• **Recorded information**
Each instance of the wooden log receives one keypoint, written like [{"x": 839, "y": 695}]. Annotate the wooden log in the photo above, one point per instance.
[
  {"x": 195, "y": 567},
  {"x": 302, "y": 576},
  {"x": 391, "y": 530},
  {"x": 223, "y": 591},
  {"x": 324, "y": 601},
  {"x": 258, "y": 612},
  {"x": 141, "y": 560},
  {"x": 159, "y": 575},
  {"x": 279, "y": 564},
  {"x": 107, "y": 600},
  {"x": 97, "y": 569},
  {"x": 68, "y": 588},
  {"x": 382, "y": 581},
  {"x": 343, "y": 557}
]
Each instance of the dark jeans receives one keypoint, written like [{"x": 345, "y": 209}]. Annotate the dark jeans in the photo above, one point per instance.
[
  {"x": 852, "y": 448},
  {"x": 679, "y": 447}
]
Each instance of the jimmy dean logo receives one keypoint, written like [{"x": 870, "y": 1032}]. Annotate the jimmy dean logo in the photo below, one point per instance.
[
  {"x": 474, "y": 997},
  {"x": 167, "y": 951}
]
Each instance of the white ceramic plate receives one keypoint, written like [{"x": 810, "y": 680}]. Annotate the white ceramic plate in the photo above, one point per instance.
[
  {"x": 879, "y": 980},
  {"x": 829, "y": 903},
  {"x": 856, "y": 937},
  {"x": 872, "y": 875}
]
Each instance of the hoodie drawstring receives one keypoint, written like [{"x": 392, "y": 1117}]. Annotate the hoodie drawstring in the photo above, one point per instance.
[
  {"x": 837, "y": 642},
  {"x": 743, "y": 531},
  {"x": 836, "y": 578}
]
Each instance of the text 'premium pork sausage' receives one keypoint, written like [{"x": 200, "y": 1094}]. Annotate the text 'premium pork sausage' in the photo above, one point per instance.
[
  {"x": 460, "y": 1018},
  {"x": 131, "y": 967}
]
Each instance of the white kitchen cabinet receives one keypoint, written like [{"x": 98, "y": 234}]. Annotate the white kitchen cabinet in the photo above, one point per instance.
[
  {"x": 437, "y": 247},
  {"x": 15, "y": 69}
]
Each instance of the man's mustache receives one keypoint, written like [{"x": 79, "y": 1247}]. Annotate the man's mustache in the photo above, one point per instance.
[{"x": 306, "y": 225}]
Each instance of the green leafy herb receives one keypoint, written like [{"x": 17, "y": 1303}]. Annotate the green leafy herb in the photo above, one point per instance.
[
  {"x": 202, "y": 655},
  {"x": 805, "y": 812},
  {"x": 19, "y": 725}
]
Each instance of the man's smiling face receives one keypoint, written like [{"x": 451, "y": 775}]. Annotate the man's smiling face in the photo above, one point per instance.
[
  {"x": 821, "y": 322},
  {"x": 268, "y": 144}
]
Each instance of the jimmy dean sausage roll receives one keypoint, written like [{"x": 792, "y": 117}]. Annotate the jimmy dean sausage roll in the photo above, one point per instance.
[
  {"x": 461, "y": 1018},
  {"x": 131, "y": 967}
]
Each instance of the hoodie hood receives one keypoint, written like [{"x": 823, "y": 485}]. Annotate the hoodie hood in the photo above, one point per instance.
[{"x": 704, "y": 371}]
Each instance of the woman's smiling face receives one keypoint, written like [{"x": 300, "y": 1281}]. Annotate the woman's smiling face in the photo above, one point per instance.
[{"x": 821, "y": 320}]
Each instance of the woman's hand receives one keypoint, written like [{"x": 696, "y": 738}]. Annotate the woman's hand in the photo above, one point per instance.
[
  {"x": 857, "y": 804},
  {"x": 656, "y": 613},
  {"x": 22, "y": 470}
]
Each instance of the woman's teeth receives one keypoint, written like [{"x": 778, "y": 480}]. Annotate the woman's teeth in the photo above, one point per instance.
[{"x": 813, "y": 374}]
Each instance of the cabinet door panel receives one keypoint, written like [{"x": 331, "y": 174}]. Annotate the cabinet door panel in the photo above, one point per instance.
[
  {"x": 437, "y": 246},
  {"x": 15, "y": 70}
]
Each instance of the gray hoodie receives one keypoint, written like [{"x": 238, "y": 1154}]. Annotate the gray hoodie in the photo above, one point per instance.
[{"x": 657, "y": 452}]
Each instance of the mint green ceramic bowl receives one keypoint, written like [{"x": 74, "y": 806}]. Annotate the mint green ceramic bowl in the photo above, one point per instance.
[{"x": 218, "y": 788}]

• **Directive**
Reproduce the whole listing word for word.

• **Exercise result**
Each instance of the wooden log receives one keypoint, written like [{"x": 839, "y": 695}]. Annotate the wooden log in the photo above, one point per instance.
[
  {"x": 195, "y": 567},
  {"x": 302, "y": 576},
  {"x": 391, "y": 530},
  {"x": 223, "y": 591},
  {"x": 324, "y": 601},
  {"x": 258, "y": 612},
  {"x": 141, "y": 560},
  {"x": 159, "y": 575},
  {"x": 279, "y": 564},
  {"x": 107, "y": 600},
  {"x": 97, "y": 569},
  {"x": 68, "y": 588},
  {"x": 382, "y": 581},
  {"x": 343, "y": 557}
]
Each instance of the dark jeans receives one keypoint, written like [{"x": 345, "y": 209}]. Annotate the dark jeans in the photo above, one point per instance.
[
  {"x": 852, "y": 448},
  {"x": 679, "y": 447}
]
Each instance of the jimmy dean logo receives one keypoint, written like [{"x": 870, "y": 1032}]. Annotate the jimmy dean logo in the photo below, one point per instance.
[
  {"x": 474, "y": 997},
  {"x": 167, "y": 951}
]
Each instance of the white ceramic plate receives one keypoint, written like [{"x": 810, "y": 680}]. Annotate the white ceramic plate in the photo above, one point per instance.
[
  {"x": 879, "y": 980},
  {"x": 829, "y": 903},
  {"x": 856, "y": 937},
  {"x": 872, "y": 875}
]
Each instance of the hoodie drawstring receives one keypoint, written like [{"x": 392, "y": 1117}]. Annotate the hoodie drawstring in the photo above, one point per instance.
[
  {"x": 837, "y": 642},
  {"x": 743, "y": 531},
  {"x": 836, "y": 578}
]
Each instance of the text 'premium pork sausage' receives one keypoint, written like [{"x": 200, "y": 1094}]. Annotate the text 'premium pork sausage' in the photo above, one point per instance.
[
  {"x": 460, "y": 1018},
  {"x": 131, "y": 967}
]
Each instance of the white kitchen cabinet receives one keypoint, written like [{"x": 98, "y": 234}]. Annotate the white kitchen cabinet in the photo above, one point per instance.
[
  {"x": 437, "y": 247},
  {"x": 15, "y": 69}
]
Each instance of the man's mustache receives one keypoint, written like [{"x": 79, "y": 1247}]. Annotate the man's mustache in the photo above, one point per instance.
[{"x": 306, "y": 225}]
Each instance of the green leafy herb receives one keypoint, written like [{"x": 17, "y": 1303}]. Annotate the green leafy herb in the photo above, one point per instance.
[
  {"x": 202, "y": 655},
  {"x": 805, "y": 812},
  {"x": 19, "y": 725}
]
Each instance of the man's smiling face receives one keypoint, written like [{"x": 451, "y": 775}]. Annotate the man's smiling face in the photo above, one point per instance.
[
  {"x": 821, "y": 322},
  {"x": 268, "y": 144}
]
Each instance of the jimmy dean sausage roll receives one keypoint, written like [{"x": 792, "y": 117}]. Annotate the jimmy dean sausage roll in the photo above, one point per instance.
[
  {"x": 461, "y": 1018},
  {"x": 131, "y": 967}
]
Each instance of the hoodie hood receives one keypoint, written like [{"x": 823, "y": 485}]. Annotate the hoodie hood in the photo above, one point per instance.
[{"x": 704, "y": 371}]
Each instance of the woman's smiling face receives one keypoint, written like [{"x": 300, "y": 1281}]. Annotate the woman's smiling face in the photo above, one point per instance.
[{"x": 821, "y": 320}]
Each instance of the woman's hand receives one keypoint, written like [{"x": 696, "y": 738}]. Annotate the woman's hand in the photo above, one point per instance.
[
  {"x": 857, "y": 804},
  {"x": 656, "y": 613},
  {"x": 22, "y": 470}
]
Each instance of the woman's teeth receives one keypoint, written like [{"x": 778, "y": 480}]. Annotate the woman's teeth in the photo above, one point per instance.
[{"x": 813, "y": 374}]
Each instance of the cabinet door panel receives one keypoint, written like [{"x": 331, "y": 174}]. Annotate the cabinet door panel in the photo above, one point per instance.
[
  {"x": 437, "y": 246},
  {"x": 15, "y": 70}
]
Each instance of the gray hoodie receives one keypoint, written like [{"x": 238, "y": 1154}]. Annotate the gray hoodie in the photo above, one point per instance.
[{"x": 657, "y": 452}]
Each instance of the mint green ceramic bowl receives one keypoint, written like [{"x": 74, "y": 806}]. Annotate the mint green ceramic bowl in the photo above, one point per instance.
[{"x": 218, "y": 788}]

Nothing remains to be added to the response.